-- begin --

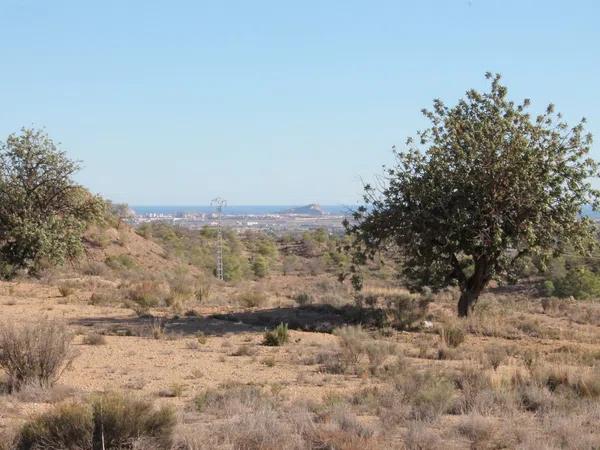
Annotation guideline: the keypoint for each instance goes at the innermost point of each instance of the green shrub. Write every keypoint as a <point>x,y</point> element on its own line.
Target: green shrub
<point>66,289</point>
<point>278,336</point>
<point>260,266</point>
<point>34,353</point>
<point>252,299</point>
<point>68,426</point>
<point>121,262</point>
<point>94,339</point>
<point>111,421</point>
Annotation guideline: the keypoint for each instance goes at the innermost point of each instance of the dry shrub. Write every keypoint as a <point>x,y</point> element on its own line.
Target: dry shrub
<point>104,297</point>
<point>432,397</point>
<point>252,420</point>
<point>66,289</point>
<point>252,298</point>
<point>452,333</point>
<point>94,339</point>
<point>147,293</point>
<point>277,337</point>
<point>111,421</point>
<point>351,342</point>
<point>405,311</point>
<point>34,353</point>
<point>478,429</point>
<point>582,382</point>
<point>303,299</point>
<point>494,355</point>
<point>419,436</point>
<point>93,268</point>
<point>244,350</point>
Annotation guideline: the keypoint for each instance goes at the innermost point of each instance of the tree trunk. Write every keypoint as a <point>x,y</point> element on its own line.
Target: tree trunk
<point>473,287</point>
<point>466,302</point>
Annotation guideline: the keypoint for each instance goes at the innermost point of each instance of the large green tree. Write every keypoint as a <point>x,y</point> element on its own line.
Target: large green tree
<point>484,186</point>
<point>43,212</point>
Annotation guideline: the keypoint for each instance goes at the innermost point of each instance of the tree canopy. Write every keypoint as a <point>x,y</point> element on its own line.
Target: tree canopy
<point>43,212</point>
<point>484,186</point>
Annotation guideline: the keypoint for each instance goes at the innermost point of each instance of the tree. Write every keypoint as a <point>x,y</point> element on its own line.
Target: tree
<point>43,212</point>
<point>485,186</point>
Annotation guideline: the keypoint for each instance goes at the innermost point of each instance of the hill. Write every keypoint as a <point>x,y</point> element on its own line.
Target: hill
<point>309,210</point>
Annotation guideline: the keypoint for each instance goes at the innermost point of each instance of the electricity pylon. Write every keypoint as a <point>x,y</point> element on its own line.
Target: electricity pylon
<point>219,203</point>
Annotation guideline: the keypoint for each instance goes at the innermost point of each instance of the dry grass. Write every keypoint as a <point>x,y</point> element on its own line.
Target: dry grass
<point>34,353</point>
<point>513,375</point>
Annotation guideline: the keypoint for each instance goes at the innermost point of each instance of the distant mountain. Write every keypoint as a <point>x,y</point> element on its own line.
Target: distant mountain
<point>309,210</point>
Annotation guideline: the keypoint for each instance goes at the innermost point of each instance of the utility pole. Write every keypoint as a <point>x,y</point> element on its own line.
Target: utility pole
<point>219,203</point>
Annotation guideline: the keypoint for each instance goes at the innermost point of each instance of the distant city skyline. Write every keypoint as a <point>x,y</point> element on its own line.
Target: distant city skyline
<point>273,103</point>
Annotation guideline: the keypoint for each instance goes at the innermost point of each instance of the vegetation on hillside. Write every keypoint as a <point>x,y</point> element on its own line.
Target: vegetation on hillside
<point>484,187</point>
<point>43,212</point>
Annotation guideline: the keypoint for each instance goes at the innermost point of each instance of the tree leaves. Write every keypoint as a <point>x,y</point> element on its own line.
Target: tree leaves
<point>484,186</point>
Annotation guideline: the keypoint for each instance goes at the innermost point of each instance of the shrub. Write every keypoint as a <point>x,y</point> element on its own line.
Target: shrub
<point>579,282</point>
<point>203,288</point>
<point>303,299</point>
<point>548,288</point>
<point>174,390</point>
<point>146,294</point>
<point>102,298</point>
<point>352,343</point>
<point>122,418</point>
<point>110,421</point>
<point>121,262</point>
<point>252,299</point>
<point>495,355</point>
<point>93,268</point>
<point>94,339</point>
<point>68,426</point>
<point>260,266</point>
<point>452,334</point>
<point>433,398</point>
<point>66,289</point>
<point>279,336</point>
<point>244,350</point>
<point>406,311</point>
<point>34,353</point>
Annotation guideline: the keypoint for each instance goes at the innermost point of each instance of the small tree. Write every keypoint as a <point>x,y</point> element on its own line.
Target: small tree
<point>483,187</point>
<point>43,212</point>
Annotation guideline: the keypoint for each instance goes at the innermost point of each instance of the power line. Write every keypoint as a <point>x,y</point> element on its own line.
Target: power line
<point>219,203</point>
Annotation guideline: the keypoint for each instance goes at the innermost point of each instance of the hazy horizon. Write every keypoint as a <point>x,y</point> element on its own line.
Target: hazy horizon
<point>270,102</point>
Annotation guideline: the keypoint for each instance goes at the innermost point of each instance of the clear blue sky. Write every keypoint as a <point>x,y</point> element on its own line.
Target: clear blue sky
<point>272,102</point>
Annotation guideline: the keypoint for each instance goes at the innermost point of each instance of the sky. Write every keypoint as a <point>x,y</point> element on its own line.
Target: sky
<point>273,102</point>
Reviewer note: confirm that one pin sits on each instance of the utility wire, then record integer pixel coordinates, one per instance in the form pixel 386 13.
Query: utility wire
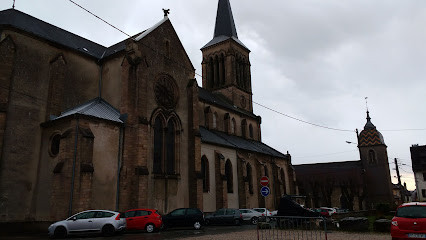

-- end --

→ WRITTEN EXERCISE
Revise all of the lines above by replacing "innermost point" with "central point" and leaving everything else unchanged. Omit the pictures from your answer.

→ FINAL ANSWER
Annotation guideline: the keypoint for each instance goes at the central point of each instance of the green shrub. Write every keypoint as a <point>x,y</point> element on its own line.
Target: green shrub
<point>66,289</point>
<point>278,336</point>
<point>260,266</point>
<point>34,353</point>
<point>252,299</point>
<point>68,426</point>
<point>121,262</point>
<point>94,339</point>
<point>111,421</point>
Annotation guideline: the keypoint for each instance goes at the central point of each instance of the dry shrub. Write every keypoint as a <point>x,y</point> element on its own line.
Target: dry shrub
<point>104,297</point>
<point>432,397</point>
<point>252,420</point>
<point>66,289</point>
<point>252,298</point>
<point>452,333</point>
<point>94,339</point>
<point>147,293</point>
<point>277,337</point>
<point>111,421</point>
<point>351,342</point>
<point>405,311</point>
<point>34,353</point>
<point>478,429</point>
<point>582,382</point>
<point>303,299</point>
<point>494,355</point>
<point>419,436</point>
<point>93,268</point>
<point>244,350</point>
Annotation guideline: the keypoint for each instance goes at the central point of each instance of the tree trunk. Write every keypoint as a <point>x,y</point> element on its own line.
Target: tree trunk
<point>473,287</point>
<point>466,302</point>
Annotation guideline: the keypoint for each instance goes at the central point of each instance of the large green tree. Write every keypoint as a <point>x,y</point> element on its own line.
Target: large green tree
<point>484,186</point>
<point>43,212</point>
Annotation guideline: the keypoint for each instance goes at the central point of each instance of the tree canopy. Write every keypoint as a <point>x,y</point> element on its own line.
Target: tree canopy
<point>43,212</point>
<point>484,186</point>
Annotation guideline: the keypoint for each instance goes at the central point of each instance of the tree. Write every keypoint as a <point>x,y</point> element on its own line.
Target: tree
<point>43,212</point>
<point>485,186</point>
Annotation guideline: the keypoint for each instance goes at the central point of each instance of the hill. Write every keypoint as a <point>x,y</point> element on its own line.
Target: hill
<point>309,210</point>
Annotation guideline: the keypoint for each instance goes at the central point of each instance of the electricity pylon. Write every keypoint as a <point>x,y</point> element on its own line.
Target: electricity pylon
<point>219,203</point>
Annotation guideline: the keypoint for each instance goes at the central point of each instance of the dry grass. Write every keypoint as a <point>x,y</point> element on its own line.
Target: dry grass
<point>34,353</point>
<point>513,375</point>
Annotation guideline: the keypoint for each instance goes at the central point of each instance of the distant mountain. Write every keypoint as a <point>x,y</point> element on its own line.
Target: distant mountain
<point>309,210</point>
Annotation guideline: the keypoint for each instance goes at the central point of each instance of the utility pole. Write every keypoint as a <point>x,y</point> element on its own line.
Target: utility pole
<point>219,203</point>
Annotation guideline: the keypoint for each instance goes at the central point of each instance of the distant city skyline. Write every keypoint as a <point>x,y</point> element on its own line.
Target: distant city skyline
<point>273,103</point>
Annotation guideline: the keypoint for each instance goes at the central point of each instance of the vegetation on hillside. Write every keypoint as a <point>x,y</point> element on its own line.
Target: vegetation on hillside
<point>484,187</point>
<point>43,212</point>
Annotation guideline: the keypoint for each instance goes at the central point of each instance of the tree leaves. Write every keypoint as a <point>x,y</point> element on its own line.
Target: tree leaves
<point>484,186</point>
Annotation guideline: the keypoint for each instance goes at the central point of each instance of the shrub. Write every keypoint as a <point>x,y</point> element on its own line.
Target: shrub
<point>579,282</point>
<point>203,288</point>
<point>303,299</point>
<point>548,288</point>
<point>174,390</point>
<point>146,294</point>
<point>102,298</point>
<point>352,343</point>
<point>122,418</point>
<point>110,421</point>
<point>121,262</point>
<point>252,299</point>
<point>495,355</point>
<point>93,268</point>
<point>94,339</point>
<point>68,426</point>
<point>260,266</point>
<point>452,334</point>
<point>433,398</point>
<point>66,289</point>
<point>279,336</point>
<point>244,350</point>
<point>406,311</point>
<point>34,353</point>
Annotation guideline: the keypoint for each instance goes at the central point of each instance of the small tree. Write every keypoint as a <point>x,y</point> element on its own line.
Target: small tree
<point>483,187</point>
<point>43,212</point>
Annotation guideline: the keypoint for each instance goes at the central point of each instance of the power line. Write every keypoint as a <point>x,y</point> element on its own line.
Target: power line
<point>219,203</point>
Annotation guideline: the keypoint for each instance goes at the central point of each instance of the hazy horizon. Write every keypoint as a <point>x,y</point> element on its own line.
Target: hazy horizon
<point>270,102</point>
Annotation guideline: the keypoint for each instance goes at the central point of each instance of the clear blue sky. Write every keypoint as a <point>x,y</point> element on its own line.
Target: clear blue sky
<point>272,102</point>
Annotation guideline: the keypoint for each instance goes at the central point of each instance of the sky. Write every keypoint as a <point>x,y</point> element on its own line.
Target: sky
<point>273,102</point>
Reviewer note: confirm that one pin sits on each instance of the utility wire, then record integer pixel coordinates, one per instance in the form pixel 386 13.
Query: utility wire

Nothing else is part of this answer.